(Object pointing dataset rows)
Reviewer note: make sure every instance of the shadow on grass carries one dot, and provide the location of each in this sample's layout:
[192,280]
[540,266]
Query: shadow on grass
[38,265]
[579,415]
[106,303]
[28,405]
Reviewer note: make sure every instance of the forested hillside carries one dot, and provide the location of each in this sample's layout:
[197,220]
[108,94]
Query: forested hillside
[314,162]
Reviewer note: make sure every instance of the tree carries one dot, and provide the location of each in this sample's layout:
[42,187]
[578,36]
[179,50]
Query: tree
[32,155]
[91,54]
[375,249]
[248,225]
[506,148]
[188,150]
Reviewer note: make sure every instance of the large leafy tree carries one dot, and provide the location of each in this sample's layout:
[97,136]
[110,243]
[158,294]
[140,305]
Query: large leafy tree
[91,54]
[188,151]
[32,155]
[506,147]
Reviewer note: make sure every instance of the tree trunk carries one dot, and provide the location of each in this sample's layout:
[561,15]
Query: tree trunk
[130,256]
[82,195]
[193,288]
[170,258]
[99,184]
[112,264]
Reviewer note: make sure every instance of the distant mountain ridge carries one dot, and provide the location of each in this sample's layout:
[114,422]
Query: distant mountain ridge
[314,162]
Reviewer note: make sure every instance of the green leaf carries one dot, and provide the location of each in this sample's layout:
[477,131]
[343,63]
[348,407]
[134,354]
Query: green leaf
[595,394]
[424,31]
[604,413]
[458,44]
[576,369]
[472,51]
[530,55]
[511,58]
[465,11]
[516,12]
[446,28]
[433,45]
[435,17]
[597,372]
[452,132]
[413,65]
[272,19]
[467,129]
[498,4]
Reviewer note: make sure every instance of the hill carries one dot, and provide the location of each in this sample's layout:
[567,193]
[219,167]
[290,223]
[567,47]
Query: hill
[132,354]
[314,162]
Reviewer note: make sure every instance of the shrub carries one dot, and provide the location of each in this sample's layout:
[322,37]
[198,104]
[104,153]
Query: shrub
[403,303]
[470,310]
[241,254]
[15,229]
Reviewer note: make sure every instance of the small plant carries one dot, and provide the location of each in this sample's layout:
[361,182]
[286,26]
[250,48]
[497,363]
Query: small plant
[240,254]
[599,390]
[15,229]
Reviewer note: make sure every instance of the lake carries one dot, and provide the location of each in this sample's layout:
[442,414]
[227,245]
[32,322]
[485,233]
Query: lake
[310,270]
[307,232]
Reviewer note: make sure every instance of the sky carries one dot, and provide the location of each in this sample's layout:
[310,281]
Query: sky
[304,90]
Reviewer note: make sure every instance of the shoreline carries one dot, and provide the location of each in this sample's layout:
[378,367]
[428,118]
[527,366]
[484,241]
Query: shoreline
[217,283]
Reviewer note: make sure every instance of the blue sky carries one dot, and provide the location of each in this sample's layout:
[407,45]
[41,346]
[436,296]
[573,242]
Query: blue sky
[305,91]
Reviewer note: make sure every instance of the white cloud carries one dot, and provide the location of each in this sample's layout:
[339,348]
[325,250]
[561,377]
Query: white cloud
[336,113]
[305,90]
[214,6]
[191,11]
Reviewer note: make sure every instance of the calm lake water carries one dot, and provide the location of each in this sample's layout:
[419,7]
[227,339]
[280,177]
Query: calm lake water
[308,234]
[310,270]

WORK INSTRUCTIONS:
Using the exact wording, write out all of the records.

SOLUTION:
Reviewer note: make sure every instance of the shadow on grass carries one dot, and provide the location of each in this sample's layout:
[192,280]
[540,266]
Query: shadow on grass
[38,265]
[579,415]
[106,303]
[28,405]
Reviewer note: make sure every instance of the forested hillside carries one dot, and provide the location of each in this sample's layout:
[197,220]
[108,94]
Query: forested hillside
[314,162]
Reviewer note: make sure every instance of the tree carries one dot, and provide the location of each in this sample's layout:
[42,187]
[578,36]
[179,50]
Query: tree
[32,155]
[91,54]
[375,249]
[248,225]
[506,148]
[188,150]
Reviewer note: make sure every instance of the large leafy tree carries one dot, and provide the location of each in this sample's layout:
[97,136]
[110,243]
[158,294]
[140,305]
Query: large leafy tree
[91,54]
[188,151]
[32,155]
[506,147]
Reviewer note: make sure every instance of the tree trunk carries one dot, and provide the location of each in this sample's layout:
[561,15]
Query: tree trunk
[130,256]
[82,195]
[193,288]
[170,258]
[99,184]
[112,264]
Reviewer note: make sure every instance of the distant mountain ridge carries one dot, and provide the location of each in this sample's layout:
[114,422]
Query: distant mountain ridge
[314,162]
Reviewer note: make sure every instance of the green leaf carries one dot, and provide the location of each in this sample's layout:
[477,131]
[343,63]
[348,407]
[134,354]
Query: green leaf
[595,394]
[424,31]
[604,413]
[458,44]
[576,369]
[472,51]
[530,55]
[511,58]
[465,11]
[516,12]
[446,28]
[433,45]
[435,17]
[597,372]
[452,132]
[413,65]
[272,19]
[467,129]
[498,4]
Reviewer note: make sure every instance of the hill carries one dot, and provide the location of each in this sample's layout:
[567,193]
[219,167]
[290,223]
[567,47]
Query: hill
[132,354]
[314,162]
Reviewer note: make sure every instance of the shrub carries one dot, and provide the location of each in this sample's layout:
[322,37]
[198,104]
[104,153]
Query: shrub
[403,303]
[470,310]
[241,254]
[15,229]
Reviewer note: make sure every instance of the small plant carries one dot, and provide the location of each in this sample's layout:
[361,182]
[286,26]
[250,48]
[497,363]
Query: small plant
[240,254]
[599,390]
[15,229]
Reviewer note: make sure every instance of the lake carries one dot, and provide the location of each in this sample's layout:
[442,414]
[227,245]
[32,322]
[485,233]
Query: lake
[310,270]
[307,232]
Reviewer note: make sure every instance of the sky carries one dot, and provide the location of each in this sample's layout:
[310,281]
Query: sky
[304,90]
Reviewer note: make sure every instance of the shoreline carries one dot, and provide the location of each in this sample's layout:
[378,367]
[428,118]
[527,366]
[484,241]
Query: shoreline
[217,283]
Reviewer note: make sure every instance of the blue sky carries one dot, and provide the location of each in this sample's layout:
[407,45]
[41,346]
[436,296]
[573,242]
Query: blue sky
[305,91]
Reviewer note: make sure every instance of the white cloud carries one dot, and provide the location of each in this sample's layout:
[339,348]
[325,250]
[561,377]
Query: white cloud
[336,113]
[305,90]
[214,6]
[191,11]
Reviewer note: make sure every instance of the calm lake water carries one dot, and provide the location of each in this sample's layout:
[419,7]
[227,339]
[280,177]
Query: calm lake water
[308,234]
[310,270]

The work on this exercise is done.